* What you will do:
- 1) In the abstract on metabolic syndrome in Nigerian adults below, which metabolic syndrome component was most common?
- 2) Carry on the abstract on metabolic syndrome in Nigerian adults below, starting after its last sentence.

* Text provided:
Prevalence of Metabolic Syndrome and its Components in an Adult Nigerian Population attending a Tertiary Hospital
OBJECTIVE: To determine the prevalence of metabolic syndrome and related factors in an adult Nigerian population.
METHODS: This was a cross-sectional study that included 216 men and women. Sociodemographic, anthropometric, and biochemical characteristics were collected. Metabolic syndrome was diagnosed using the criteria of the National Cholesterol Education Program-ATPIII (NCEP-ATP III). A logistic regression model was used to calculate the crude odds ratio (OR) of the variables, and the statistical level of significance was set at 5.0%.RESULTS: We identified 62 (28.04%) subjects with metabolic syndrome according to the criteria of the NCEP-ATPIII. More females had metabolic syndrome than males (38.8% vs. 15.3%, p<0.0001). MetS was associated positively with marital status and gender. Reduced HDL-C was found as the most common MetS component in our study (68.8%). Others in decreasing order were hypertension (66.7%), abdominal obesity (50.9%), high FBG levels (15.5%) and hypertriglyceridemia (6.2%).

* Data extracts:
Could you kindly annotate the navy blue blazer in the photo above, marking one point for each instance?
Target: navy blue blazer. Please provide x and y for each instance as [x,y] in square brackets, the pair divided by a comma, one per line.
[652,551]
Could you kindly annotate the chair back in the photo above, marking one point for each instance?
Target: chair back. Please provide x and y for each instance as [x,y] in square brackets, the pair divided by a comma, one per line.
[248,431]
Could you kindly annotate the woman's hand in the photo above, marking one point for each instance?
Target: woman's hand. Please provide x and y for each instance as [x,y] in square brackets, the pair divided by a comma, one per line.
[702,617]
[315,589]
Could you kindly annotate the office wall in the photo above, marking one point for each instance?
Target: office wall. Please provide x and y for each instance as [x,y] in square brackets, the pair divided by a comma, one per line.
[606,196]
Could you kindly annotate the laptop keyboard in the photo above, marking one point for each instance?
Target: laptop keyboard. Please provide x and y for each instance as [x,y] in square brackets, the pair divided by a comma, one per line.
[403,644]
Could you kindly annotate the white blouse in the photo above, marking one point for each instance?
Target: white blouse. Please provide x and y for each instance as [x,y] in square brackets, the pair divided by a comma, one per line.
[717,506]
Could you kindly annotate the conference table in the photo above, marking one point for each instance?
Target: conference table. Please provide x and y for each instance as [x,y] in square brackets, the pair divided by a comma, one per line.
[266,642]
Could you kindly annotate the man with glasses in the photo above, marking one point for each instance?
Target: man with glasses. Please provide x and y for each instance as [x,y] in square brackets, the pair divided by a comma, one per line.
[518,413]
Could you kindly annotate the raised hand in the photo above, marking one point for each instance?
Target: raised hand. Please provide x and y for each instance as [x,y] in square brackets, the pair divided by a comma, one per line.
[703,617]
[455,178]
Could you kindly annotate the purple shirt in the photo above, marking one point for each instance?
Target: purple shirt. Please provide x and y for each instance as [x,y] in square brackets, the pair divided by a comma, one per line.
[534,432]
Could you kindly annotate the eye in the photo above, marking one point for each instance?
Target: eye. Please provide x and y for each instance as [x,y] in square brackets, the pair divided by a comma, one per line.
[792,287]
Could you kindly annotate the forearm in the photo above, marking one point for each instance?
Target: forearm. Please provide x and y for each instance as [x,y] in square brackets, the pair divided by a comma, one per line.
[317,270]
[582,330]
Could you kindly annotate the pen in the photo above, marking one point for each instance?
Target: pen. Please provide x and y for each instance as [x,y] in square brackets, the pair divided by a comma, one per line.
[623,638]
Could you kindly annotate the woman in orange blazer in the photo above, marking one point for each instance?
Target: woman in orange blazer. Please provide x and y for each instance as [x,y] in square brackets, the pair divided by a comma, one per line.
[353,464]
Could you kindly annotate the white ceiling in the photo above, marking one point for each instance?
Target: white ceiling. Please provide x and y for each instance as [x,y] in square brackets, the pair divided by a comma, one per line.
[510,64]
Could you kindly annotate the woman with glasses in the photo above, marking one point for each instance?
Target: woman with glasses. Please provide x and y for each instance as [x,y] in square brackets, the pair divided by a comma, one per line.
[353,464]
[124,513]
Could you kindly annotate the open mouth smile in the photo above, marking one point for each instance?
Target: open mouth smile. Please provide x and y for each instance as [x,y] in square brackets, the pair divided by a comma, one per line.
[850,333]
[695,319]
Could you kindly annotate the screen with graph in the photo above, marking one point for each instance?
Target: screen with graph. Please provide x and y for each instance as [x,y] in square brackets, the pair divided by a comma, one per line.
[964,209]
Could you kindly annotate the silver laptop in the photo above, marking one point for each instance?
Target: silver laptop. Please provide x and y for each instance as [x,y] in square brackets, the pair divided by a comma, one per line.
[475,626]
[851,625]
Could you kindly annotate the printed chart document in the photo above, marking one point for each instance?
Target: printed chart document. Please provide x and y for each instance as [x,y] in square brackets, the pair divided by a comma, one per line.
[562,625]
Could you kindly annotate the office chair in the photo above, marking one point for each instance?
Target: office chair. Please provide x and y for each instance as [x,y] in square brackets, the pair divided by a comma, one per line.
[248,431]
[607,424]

---

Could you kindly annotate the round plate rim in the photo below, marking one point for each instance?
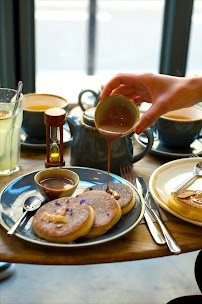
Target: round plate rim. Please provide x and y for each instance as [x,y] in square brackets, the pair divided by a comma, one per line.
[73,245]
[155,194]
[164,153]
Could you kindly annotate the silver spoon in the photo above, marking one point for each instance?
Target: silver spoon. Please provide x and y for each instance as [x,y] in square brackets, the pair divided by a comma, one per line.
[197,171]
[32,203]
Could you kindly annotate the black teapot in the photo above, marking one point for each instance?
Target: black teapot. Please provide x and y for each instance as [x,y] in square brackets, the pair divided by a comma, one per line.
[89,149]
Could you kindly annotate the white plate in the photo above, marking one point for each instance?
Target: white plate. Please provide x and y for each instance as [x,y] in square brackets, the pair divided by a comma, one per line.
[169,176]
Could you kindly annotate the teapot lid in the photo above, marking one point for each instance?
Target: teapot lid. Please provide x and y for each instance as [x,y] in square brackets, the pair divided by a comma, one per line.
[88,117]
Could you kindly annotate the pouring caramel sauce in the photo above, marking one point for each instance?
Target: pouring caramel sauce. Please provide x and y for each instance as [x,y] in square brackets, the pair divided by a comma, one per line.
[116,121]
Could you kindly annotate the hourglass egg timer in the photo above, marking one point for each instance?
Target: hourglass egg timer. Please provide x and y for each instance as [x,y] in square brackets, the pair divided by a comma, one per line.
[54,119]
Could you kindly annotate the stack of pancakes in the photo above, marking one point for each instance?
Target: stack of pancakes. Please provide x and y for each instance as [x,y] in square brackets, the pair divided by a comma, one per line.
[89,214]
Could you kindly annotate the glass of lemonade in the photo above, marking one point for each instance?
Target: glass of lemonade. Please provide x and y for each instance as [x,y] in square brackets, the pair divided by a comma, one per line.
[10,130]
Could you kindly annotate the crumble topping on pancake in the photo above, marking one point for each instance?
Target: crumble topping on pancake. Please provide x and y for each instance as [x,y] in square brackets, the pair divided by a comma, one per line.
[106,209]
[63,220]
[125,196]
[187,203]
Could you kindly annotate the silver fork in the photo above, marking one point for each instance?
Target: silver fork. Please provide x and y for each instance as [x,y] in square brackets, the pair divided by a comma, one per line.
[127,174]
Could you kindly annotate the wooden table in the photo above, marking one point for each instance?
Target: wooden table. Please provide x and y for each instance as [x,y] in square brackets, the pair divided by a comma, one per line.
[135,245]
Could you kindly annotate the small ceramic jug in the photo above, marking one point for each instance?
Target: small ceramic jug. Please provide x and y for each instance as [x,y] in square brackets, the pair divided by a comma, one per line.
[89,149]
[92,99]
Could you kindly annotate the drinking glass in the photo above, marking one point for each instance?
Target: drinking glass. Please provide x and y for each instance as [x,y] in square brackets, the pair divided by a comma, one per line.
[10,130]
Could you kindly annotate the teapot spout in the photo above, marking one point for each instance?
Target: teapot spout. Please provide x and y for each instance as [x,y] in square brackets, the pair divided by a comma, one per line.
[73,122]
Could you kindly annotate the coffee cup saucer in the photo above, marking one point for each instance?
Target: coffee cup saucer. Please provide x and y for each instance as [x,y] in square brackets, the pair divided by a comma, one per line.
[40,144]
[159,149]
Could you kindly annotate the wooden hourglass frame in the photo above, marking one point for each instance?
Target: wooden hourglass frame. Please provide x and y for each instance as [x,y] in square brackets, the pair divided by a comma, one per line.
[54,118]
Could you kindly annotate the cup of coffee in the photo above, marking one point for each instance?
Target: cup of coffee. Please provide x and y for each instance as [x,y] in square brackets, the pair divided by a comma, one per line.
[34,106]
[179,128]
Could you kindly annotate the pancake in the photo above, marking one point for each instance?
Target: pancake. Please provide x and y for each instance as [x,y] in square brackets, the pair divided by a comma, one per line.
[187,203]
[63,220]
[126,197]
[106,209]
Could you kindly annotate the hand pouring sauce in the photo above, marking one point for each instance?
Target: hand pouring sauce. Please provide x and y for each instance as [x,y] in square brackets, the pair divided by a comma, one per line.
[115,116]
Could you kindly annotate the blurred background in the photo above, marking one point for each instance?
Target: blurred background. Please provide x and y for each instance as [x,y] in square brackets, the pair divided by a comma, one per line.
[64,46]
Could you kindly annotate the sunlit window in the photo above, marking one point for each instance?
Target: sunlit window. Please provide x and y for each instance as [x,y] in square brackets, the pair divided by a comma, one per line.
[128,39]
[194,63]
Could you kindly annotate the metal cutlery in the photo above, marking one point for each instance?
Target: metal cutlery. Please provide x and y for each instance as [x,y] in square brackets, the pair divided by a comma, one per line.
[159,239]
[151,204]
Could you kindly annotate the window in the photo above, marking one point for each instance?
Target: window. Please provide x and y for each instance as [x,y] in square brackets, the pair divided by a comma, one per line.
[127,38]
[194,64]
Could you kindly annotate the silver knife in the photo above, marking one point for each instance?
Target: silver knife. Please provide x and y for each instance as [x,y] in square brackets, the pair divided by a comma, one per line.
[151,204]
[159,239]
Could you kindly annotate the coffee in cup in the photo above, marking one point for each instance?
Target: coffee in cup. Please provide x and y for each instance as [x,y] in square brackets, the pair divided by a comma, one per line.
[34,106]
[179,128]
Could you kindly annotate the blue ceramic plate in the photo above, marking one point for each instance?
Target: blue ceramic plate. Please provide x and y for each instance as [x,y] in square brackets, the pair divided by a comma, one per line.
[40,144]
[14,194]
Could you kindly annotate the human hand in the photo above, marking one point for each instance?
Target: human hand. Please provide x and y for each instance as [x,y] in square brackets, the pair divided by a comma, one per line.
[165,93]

* Answers to the exercises:
- 1) Reduced HDL-C was the most common component (68.8%).

- 2)
CONCLUSION: More female adults attending this tertiary healthcare facility have metabolic syndrome, which can be associated with an increased risk of developing cardiovascular disease. Individuals who were married had a higher prevalence of metabolic syndrome; this finding can be explained by the high rate of obesity found in the married subjects.